__ACTIVITY__
Would you transcribe exactly the lines from the beginning of the records below through the line with "# indicate one point per instance of the dark green", both included, omitting the pictures?

(Referring expression pointing data)

+-------+

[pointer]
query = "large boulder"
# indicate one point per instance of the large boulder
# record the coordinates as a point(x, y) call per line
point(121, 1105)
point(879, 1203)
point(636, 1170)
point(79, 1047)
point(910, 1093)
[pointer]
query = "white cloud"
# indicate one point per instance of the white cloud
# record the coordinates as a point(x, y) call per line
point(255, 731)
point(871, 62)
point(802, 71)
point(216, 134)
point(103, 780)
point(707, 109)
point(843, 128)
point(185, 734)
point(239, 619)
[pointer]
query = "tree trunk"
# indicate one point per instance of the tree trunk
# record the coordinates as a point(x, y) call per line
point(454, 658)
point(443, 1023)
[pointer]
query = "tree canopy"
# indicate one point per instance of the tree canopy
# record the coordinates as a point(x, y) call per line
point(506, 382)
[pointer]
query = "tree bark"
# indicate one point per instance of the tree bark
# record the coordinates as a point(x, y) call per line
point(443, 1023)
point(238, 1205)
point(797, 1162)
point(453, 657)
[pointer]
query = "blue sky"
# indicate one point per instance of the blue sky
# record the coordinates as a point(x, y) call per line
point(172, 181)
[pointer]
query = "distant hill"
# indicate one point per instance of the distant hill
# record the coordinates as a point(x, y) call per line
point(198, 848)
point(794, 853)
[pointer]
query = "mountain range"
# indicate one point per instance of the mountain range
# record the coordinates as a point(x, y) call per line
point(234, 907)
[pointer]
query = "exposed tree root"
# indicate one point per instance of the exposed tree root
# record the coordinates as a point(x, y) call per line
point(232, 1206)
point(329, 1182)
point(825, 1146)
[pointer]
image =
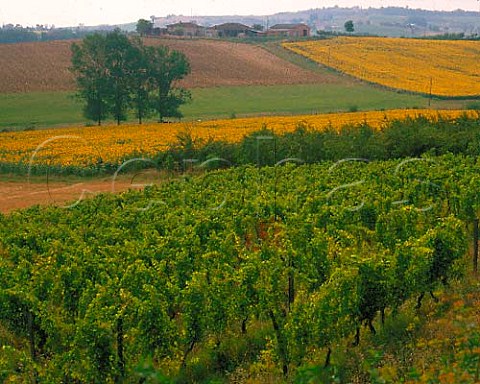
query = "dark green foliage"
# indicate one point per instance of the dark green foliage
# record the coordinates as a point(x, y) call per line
point(114, 74)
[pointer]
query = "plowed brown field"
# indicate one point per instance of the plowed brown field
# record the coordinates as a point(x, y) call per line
point(43, 66)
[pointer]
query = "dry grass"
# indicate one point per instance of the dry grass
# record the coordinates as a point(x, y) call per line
point(43, 66)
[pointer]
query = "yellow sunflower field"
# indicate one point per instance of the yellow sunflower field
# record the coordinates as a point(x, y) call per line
point(437, 67)
point(85, 146)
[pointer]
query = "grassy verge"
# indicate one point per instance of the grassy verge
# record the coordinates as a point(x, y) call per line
point(293, 99)
point(38, 110)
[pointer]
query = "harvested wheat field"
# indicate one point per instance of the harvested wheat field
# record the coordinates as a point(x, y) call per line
point(43, 66)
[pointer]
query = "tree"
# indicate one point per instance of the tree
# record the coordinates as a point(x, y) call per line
point(89, 66)
point(166, 67)
point(115, 74)
point(349, 27)
point(144, 27)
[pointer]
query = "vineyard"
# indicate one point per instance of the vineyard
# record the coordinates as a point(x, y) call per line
point(441, 68)
point(113, 145)
point(250, 271)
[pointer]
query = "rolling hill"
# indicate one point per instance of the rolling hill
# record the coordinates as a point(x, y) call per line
point(43, 66)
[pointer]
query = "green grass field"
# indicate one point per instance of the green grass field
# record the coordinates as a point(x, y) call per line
point(38, 110)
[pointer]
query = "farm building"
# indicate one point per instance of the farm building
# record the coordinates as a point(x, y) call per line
point(188, 29)
point(231, 30)
point(289, 30)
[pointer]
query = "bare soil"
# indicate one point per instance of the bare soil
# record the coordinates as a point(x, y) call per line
point(44, 66)
point(18, 195)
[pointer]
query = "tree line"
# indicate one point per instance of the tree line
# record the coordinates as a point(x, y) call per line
point(116, 75)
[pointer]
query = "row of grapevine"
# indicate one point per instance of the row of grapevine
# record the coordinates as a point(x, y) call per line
point(308, 253)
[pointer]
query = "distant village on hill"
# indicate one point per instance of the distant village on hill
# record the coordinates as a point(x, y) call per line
point(388, 21)
point(232, 30)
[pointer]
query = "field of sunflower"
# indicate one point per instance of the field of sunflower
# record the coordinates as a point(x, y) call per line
point(442, 68)
point(86, 146)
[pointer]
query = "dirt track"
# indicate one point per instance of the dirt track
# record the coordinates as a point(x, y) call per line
point(43, 66)
point(18, 195)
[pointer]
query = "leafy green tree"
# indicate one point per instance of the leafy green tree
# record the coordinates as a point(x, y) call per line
point(349, 27)
point(167, 67)
point(114, 73)
point(89, 66)
point(121, 66)
point(144, 27)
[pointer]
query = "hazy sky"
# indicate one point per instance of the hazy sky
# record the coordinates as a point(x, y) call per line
point(94, 12)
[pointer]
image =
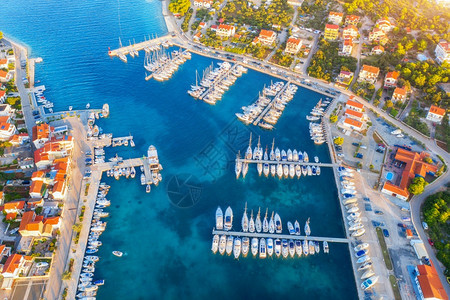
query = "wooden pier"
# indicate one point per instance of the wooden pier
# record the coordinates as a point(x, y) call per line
point(217, 81)
point(270, 105)
point(276, 162)
point(141, 46)
point(280, 236)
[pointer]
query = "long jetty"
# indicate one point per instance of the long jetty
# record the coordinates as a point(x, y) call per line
point(217, 81)
point(270, 105)
point(140, 46)
point(256, 161)
point(280, 236)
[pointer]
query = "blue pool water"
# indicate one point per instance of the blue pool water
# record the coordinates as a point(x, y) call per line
point(166, 235)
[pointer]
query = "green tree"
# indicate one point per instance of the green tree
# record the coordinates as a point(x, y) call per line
point(338, 141)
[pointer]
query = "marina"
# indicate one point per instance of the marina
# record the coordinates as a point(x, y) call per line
point(215, 82)
point(267, 109)
point(163, 65)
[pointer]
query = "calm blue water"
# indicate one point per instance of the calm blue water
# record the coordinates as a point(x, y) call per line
point(166, 235)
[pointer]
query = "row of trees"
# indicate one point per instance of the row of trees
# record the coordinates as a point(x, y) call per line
point(326, 62)
point(278, 12)
point(436, 211)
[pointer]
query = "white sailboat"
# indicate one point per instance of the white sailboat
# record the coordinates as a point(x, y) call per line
point(219, 219)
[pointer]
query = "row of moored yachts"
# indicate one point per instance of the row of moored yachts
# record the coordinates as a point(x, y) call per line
point(87, 286)
point(264, 246)
point(215, 82)
point(277, 168)
point(162, 65)
point(268, 110)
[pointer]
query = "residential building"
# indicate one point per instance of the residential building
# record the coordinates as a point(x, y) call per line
point(293, 46)
point(414, 165)
point(378, 35)
point(384, 24)
point(331, 32)
point(2, 96)
point(267, 37)
point(399, 95)
point(7, 130)
point(41, 134)
point(369, 74)
point(352, 20)
point(428, 283)
point(3, 63)
point(203, 3)
point(356, 115)
point(353, 105)
point(435, 114)
point(352, 124)
point(335, 17)
point(37, 188)
point(350, 31)
point(14, 207)
point(346, 48)
point(442, 52)
point(377, 50)
point(344, 79)
point(225, 31)
point(391, 79)
point(5, 76)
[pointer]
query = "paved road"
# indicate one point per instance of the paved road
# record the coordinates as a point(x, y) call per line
point(416, 204)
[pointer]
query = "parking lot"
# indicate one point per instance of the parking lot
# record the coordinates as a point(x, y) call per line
point(30, 289)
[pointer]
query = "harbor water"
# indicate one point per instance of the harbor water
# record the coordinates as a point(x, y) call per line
point(166, 235)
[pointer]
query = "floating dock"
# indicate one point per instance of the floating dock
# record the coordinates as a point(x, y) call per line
point(280, 236)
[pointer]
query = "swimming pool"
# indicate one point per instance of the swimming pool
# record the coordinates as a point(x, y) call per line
point(389, 176)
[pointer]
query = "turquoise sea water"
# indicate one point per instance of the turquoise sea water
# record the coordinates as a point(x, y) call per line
point(166, 235)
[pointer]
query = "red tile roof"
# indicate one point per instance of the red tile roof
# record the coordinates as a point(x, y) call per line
point(437, 110)
point(354, 104)
point(430, 283)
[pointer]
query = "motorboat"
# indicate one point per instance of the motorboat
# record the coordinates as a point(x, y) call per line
point(284, 248)
point(305, 247)
point(228, 219)
point(290, 228)
point(368, 283)
point(251, 225)
point(298, 247)
point(222, 244)
point(266, 222)
point(271, 224)
point(278, 226)
point(254, 246)
point(215, 244)
point(237, 247)
point(245, 220)
point(291, 248)
point(326, 249)
point(363, 259)
point(361, 247)
point(367, 274)
point(278, 247)
point(258, 224)
point(245, 245)
point(296, 227)
point(219, 219)
point(229, 246)
point(307, 228)
point(262, 248)
point(270, 246)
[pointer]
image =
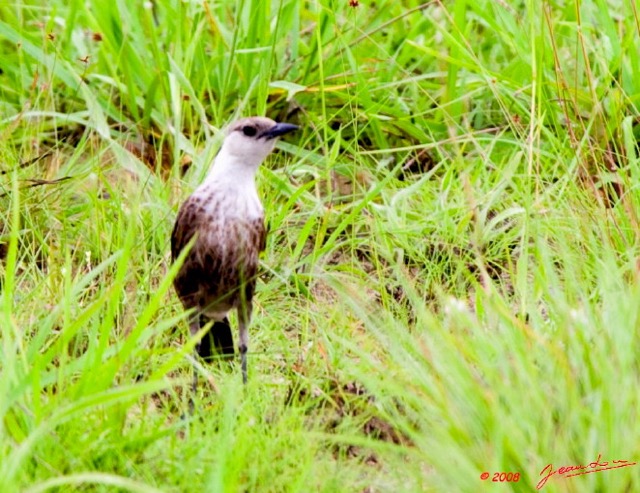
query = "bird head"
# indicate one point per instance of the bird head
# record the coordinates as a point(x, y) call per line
point(252, 139)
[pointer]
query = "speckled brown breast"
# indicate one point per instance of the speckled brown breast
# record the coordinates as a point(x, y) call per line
point(223, 261)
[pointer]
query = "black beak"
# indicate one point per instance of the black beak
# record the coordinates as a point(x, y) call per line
point(278, 129)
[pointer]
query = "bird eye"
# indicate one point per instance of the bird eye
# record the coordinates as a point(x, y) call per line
point(249, 131)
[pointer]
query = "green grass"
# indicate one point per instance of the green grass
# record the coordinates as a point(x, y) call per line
point(452, 279)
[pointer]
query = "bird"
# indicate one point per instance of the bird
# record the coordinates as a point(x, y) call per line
point(223, 223)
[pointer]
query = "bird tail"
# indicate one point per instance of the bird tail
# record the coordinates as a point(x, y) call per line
point(218, 340)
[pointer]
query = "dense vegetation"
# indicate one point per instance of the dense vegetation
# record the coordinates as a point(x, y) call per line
point(452, 280)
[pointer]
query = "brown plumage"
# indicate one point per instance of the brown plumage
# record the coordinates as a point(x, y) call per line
point(225, 216)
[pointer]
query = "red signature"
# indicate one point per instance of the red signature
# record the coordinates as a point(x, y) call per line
point(595, 466)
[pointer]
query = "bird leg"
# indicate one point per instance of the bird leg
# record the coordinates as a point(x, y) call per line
point(244, 317)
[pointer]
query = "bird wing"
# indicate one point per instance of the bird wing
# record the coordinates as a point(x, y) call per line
point(184, 228)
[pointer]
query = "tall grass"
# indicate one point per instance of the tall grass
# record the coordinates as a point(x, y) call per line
point(451, 280)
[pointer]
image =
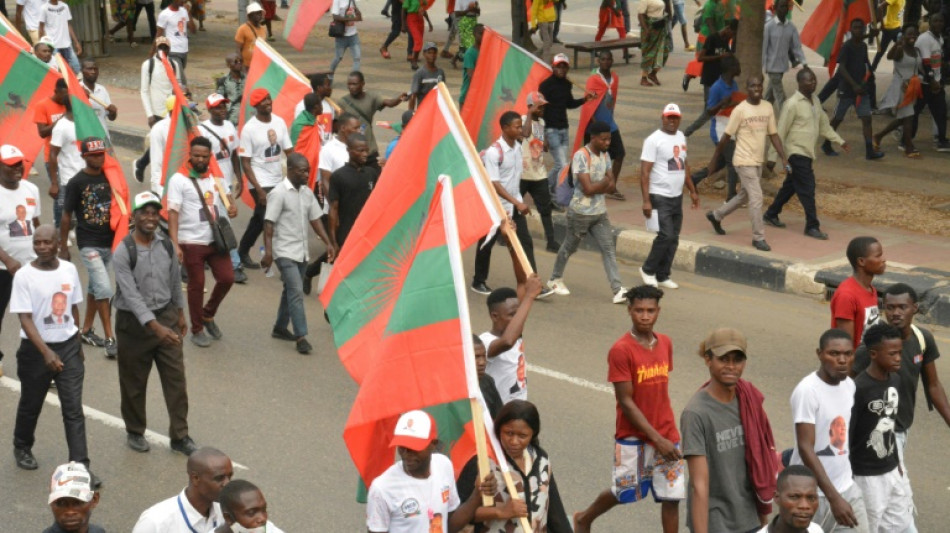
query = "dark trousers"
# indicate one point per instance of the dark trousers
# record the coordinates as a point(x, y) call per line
point(483, 254)
point(34, 384)
point(542, 201)
point(255, 226)
point(149, 14)
point(196, 255)
point(801, 182)
point(937, 102)
point(139, 348)
point(670, 216)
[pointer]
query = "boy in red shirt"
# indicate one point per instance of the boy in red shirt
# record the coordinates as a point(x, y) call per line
point(647, 454)
point(854, 304)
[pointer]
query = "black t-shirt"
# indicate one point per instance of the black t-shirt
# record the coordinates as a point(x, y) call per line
point(913, 360)
point(351, 187)
point(89, 199)
point(712, 70)
point(873, 423)
point(854, 59)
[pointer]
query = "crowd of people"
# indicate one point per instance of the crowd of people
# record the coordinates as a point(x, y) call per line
point(850, 417)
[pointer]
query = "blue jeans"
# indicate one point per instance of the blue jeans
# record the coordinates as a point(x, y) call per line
point(557, 145)
point(578, 226)
point(342, 43)
point(291, 310)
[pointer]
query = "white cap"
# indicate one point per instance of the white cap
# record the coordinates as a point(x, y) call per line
point(71, 480)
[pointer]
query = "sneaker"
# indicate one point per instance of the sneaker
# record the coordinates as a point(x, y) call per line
point(717, 225)
point(92, 339)
point(620, 297)
point(558, 287)
point(481, 288)
point(185, 446)
point(137, 442)
point(112, 349)
point(24, 459)
point(212, 328)
point(201, 339)
point(648, 279)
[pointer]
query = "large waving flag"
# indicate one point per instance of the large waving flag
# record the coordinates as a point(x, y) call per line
point(370, 269)
point(24, 82)
point(503, 77)
point(825, 29)
point(287, 85)
point(88, 125)
point(425, 359)
point(301, 19)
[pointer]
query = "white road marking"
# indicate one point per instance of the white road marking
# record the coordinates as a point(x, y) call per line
point(105, 418)
point(580, 382)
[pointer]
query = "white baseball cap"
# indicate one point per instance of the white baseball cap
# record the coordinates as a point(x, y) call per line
point(71, 480)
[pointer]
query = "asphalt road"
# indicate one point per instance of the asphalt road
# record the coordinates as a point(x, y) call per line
point(281, 415)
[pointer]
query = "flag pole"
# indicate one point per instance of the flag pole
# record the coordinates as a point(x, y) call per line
point(483, 176)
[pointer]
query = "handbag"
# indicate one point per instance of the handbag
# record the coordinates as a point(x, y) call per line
point(223, 239)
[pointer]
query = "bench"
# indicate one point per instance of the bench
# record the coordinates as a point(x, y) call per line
point(593, 47)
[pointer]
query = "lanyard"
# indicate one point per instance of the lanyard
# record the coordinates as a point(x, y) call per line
point(184, 516)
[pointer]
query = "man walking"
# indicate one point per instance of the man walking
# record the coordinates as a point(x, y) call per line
point(263, 138)
point(751, 124)
point(587, 212)
point(196, 198)
point(150, 326)
point(46, 295)
point(801, 124)
point(291, 207)
point(663, 171)
point(89, 197)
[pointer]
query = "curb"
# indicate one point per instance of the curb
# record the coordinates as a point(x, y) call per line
point(817, 281)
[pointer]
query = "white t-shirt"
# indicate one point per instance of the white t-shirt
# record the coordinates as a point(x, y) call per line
point(175, 24)
point(56, 18)
point(31, 13)
point(828, 407)
point(70, 161)
point(16, 234)
point(668, 155)
point(193, 225)
point(508, 370)
point(50, 296)
point(264, 143)
point(342, 8)
point(223, 148)
point(400, 503)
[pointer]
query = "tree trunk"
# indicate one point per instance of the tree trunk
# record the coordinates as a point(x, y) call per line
point(749, 40)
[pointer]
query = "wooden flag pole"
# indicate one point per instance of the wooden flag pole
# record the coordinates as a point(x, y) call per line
point(483, 176)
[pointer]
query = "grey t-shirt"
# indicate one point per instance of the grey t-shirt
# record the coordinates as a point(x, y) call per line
point(713, 429)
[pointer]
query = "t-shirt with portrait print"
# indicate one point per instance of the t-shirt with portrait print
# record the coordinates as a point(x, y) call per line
point(49, 295)
point(89, 200)
point(18, 208)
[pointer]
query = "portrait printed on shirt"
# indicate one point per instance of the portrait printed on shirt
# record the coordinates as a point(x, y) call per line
point(838, 437)
point(22, 226)
point(58, 316)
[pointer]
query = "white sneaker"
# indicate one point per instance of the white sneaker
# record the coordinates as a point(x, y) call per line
point(558, 286)
point(647, 279)
point(620, 296)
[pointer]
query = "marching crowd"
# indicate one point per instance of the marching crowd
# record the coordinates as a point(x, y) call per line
point(850, 417)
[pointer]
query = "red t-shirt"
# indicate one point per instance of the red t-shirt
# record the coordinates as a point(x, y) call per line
point(47, 112)
point(649, 371)
point(853, 302)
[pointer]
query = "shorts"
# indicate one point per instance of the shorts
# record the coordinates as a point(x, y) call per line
point(97, 262)
point(638, 470)
point(862, 106)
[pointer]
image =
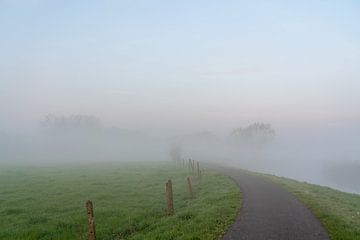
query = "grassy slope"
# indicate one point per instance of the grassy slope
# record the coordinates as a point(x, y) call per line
point(129, 203)
point(338, 211)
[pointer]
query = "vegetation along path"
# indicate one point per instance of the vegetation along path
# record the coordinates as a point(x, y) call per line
point(270, 212)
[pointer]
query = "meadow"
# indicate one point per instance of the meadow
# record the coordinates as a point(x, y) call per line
point(129, 202)
point(338, 211)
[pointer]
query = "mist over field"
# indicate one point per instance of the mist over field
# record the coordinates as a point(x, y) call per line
point(128, 81)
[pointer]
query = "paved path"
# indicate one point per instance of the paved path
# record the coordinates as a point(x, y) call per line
point(270, 212)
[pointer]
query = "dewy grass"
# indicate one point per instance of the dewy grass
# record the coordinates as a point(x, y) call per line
point(339, 212)
point(129, 202)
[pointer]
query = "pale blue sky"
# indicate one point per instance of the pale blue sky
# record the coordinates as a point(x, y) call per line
point(190, 64)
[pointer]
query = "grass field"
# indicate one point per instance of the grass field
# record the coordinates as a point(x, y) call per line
point(338, 211)
point(129, 202)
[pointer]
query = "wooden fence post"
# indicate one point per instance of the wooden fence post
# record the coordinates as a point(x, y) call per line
point(169, 198)
point(190, 187)
point(198, 169)
point(91, 221)
point(190, 165)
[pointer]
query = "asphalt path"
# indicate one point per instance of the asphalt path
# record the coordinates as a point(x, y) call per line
point(270, 212)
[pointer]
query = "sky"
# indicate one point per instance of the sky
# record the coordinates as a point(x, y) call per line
point(181, 65)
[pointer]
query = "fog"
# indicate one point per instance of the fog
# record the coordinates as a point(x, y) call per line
point(135, 81)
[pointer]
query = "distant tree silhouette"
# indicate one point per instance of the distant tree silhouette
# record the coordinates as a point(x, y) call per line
point(255, 134)
point(73, 123)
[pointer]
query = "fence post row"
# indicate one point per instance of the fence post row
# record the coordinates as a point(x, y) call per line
point(91, 221)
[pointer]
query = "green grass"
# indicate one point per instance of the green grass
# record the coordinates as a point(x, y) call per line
point(129, 202)
point(339, 212)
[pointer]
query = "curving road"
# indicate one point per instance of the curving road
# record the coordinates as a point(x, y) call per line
point(270, 212)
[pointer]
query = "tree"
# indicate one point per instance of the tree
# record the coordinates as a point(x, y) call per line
point(254, 134)
point(73, 123)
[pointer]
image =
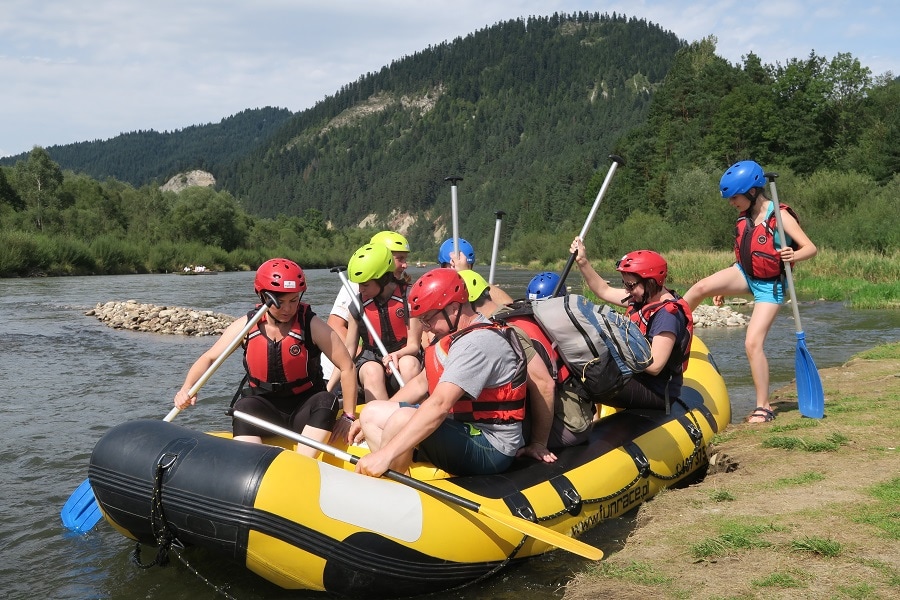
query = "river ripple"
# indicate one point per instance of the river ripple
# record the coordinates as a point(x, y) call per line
point(69, 378)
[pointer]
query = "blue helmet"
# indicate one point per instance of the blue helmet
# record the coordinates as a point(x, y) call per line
point(464, 247)
point(542, 285)
point(741, 177)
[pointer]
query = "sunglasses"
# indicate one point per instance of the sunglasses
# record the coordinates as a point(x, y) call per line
point(428, 319)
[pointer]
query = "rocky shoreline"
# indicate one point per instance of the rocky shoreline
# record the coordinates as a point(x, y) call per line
point(707, 315)
point(178, 320)
point(150, 318)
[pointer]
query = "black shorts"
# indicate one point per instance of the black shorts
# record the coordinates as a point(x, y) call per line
point(316, 408)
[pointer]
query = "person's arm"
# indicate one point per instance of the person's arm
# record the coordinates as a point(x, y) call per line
point(351, 337)
point(805, 248)
point(500, 296)
point(205, 361)
point(339, 324)
point(331, 345)
point(413, 340)
point(660, 349)
point(415, 390)
point(597, 284)
point(541, 397)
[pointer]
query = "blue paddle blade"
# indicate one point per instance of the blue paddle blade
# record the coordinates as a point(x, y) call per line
point(810, 397)
point(80, 512)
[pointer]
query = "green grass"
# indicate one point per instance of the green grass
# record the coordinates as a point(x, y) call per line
point(861, 279)
point(635, 572)
point(829, 444)
point(721, 496)
point(884, 513)
point(779, 580)
point(802, 424)
point(883, 352)
point(862, 591)
point(801, 479)
point(820, 546)
point(734, 536)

+-------+

__COMPLETED EXERCISE__
[pointer]
query = "large boulder"
# indicate one point per instance of the large boulder
# record the coordinates as a point(x, y) call per line
point(121, 1105)
point(879, 1203)
point(636, 1170)
point(79, 1047)
point(910, 1093)
[pointer]
query = "white cloud"
# indicate one point per instance of the white cloud
# record the coordinates as a point(x, y) call per line
point(255, 731)
point(871, 62)
point(802, 71)
point(216, 134)
point(103, 780)
point(707, 109)
point(843, 128)
point(185, 734)
point(239, 619)
[pointer]
query = "tree trunk"
# indicate one point per instance of the tree trunk
# record the coordinates as a point(x, y) call per line
point(454, 658)
point(443, 1023)
[pointer]
query = "tree canopy"
# indicate one point per instance of the tree canopy
# record the coordinates as a point(x, y) call per line
point(506, 382)
[pointer]
query = "tree bark"
# indicate one point per instance of the tree bark
# record the coordinates as a point(x, y) call per line
point(443, 1023)
point(238, 1205)
point(797, 1162)
point(453, 657)
[pointer]
query = "blue sky"
# indicate one point per instance of the blue sky
# record the coordinates as a point(x, y) call per line
point(172, 181)
[pointer]
query = "distant hill"
# indicate one point per instance of the distant hill
# record the coordinates as a point(x, y) call per line
point(198, 848)
point(794, 853)
[pointer]
query = "mountain range"
# indicate one point per instance of the mountain range
# record the coordinates as a point(x, y) call per line
point(234, 907)
[pointer]
query = "exposed tree root"
# indicate one point per instance of the exposed tree root
# record the coordinates as a point(x, y) call per line
point(232, 1206)
point(329, 1182)
point(825, 1146)
[pointer]
image =
query = "dark green foliage"
# indicate one point per instance of the dark green foliage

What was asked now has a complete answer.